SHORT TASK: Give back, word for word, the lines of the listing that start at the line containing "Target: tussock grass clump" and run through the last line of the listing, with both ends included.

TASK MATERIAL:
※ ※ ※

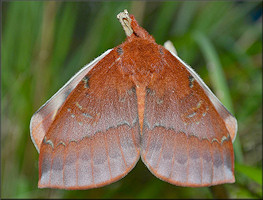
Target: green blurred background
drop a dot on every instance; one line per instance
(44, 43)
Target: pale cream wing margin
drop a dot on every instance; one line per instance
(44, 116)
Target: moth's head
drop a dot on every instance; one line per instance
(132, 28)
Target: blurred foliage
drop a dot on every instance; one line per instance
(44, 43)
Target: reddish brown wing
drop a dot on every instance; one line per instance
(185, 141)
(43, 118)
(94, 138)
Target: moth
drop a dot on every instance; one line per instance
(137, 100)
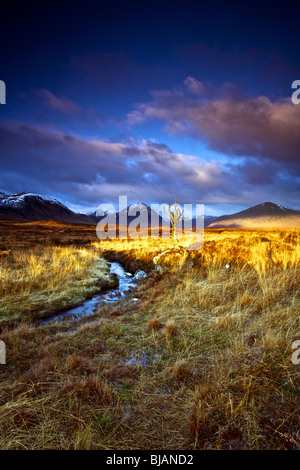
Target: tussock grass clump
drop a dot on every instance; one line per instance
(202, 361)
(40, 282)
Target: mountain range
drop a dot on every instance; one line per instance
(34, 207)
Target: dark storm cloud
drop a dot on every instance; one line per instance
(87, 172)
(236, 126)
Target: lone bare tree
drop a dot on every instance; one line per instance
(175, 217)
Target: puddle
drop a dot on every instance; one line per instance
(126, 283)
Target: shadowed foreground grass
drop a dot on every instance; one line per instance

※ ※ ※

TASK SOLUTION:
Target: tussock grass clump
drop a dot on every instance; one line per instance
(202, 361)
(40, 282)
Target: mountain range
drop a dot on every instance; one line per instance
(34, 207)
Target: dark storm cloud
drop a dot on every instance; one line per instance
(87, 172)
(236, 126)
Target: lone bare tree
drop a dot on every instance; one line per instance
(175, 217)
Target: puddle
drop a dot on every instance; one line per instance
(126, 283)
Target: shadowed foreground grass
drop a dot on every instance; one line per instance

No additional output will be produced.